**BUT VISÉ 1:** Recopiez le passage du texte sur l'influence chinoise en commençant à « Influence de la » et en terminant à « c'était sans prosélytisme. ».
**BUT VISÉ 2:** D'après le texte sur l'influence chinoise, quelles côtes l'expédition menée sous le commandement de l'amiral Zheng He a-t-elle atteintes au XVe siècle ?

Influence de la Chine sur la culture française
Il serait présomptueux de prétendre que la Chine a eu une influence déterminante sur certains aspects de la culture française, tant les civilisations des deux pays s'avèrent différentes. Par ailleurs, au contraire de l'Europe de l'Ouest et des États-Unis, la Chine n'a pas cherché à aller voir plus loin. Quand elle l'a fait dans quelques expéditions maritimes, par exemple celle entreprise sous le commandement de l'amiral Zheng He et qui a atteint les côtes de l'Afrique orientale au XVe siècle, c'était sans prosélytisme.
Et puis, il est difficile de mettre au point une somme exhaustive de ce que la France a dû emprunter peut-être à la Chine à travers les âges. Le mieux est de donner un aperçu de ce que l'on pourrait appeler « La France chinoise », selon la terminologie adoptée par le sinologue Etiemble, et de montrer comment les merveilles de la culture chinoise ont séduit la France à un moment donné de l'histoire et surtout grâce aux missions des jésuites qui ont joué le rôle de trait d'union dans les échanges intellectuels entre l'Orient et l'Occident. Comme le démontre Leibniz, le monde s'offre à l'homme à travers une infinité de points de vue, d'où l'intérêt de cet échange entre les différents peuples qui vivent sous le même soleil.

**MATÉRIEL RECUEILLI:**
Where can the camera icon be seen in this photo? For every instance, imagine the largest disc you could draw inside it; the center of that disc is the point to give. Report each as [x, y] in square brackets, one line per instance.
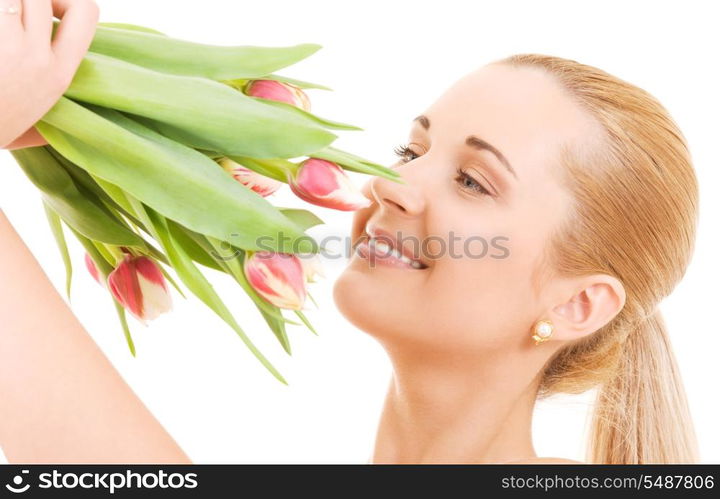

**RÉPONSE 1:**
Influence de la Chine sur la culture française
Il serait présomptueux de prétendre que la Chine a eu une influence déterminante sur certains aspects de la culture française, tant les civilisations des deux pays s'avèrent différentes. Par ailleurs, au contraire de l'Europe de l'Ouest et des États-Unis, la Chine n'a pas cherché à aller voir plus loin. Quand elle l'a fait dans quelques expéditions maritimes, par exemple celle entreprise sous le commandement de l'amiral Zheng He et qui a atteint les côtes de l'Afrique orientale au XVe siècle, c'était sans prosélytisme.

**RÉPONSE 2:** Les côtes de l'Afrique orientale.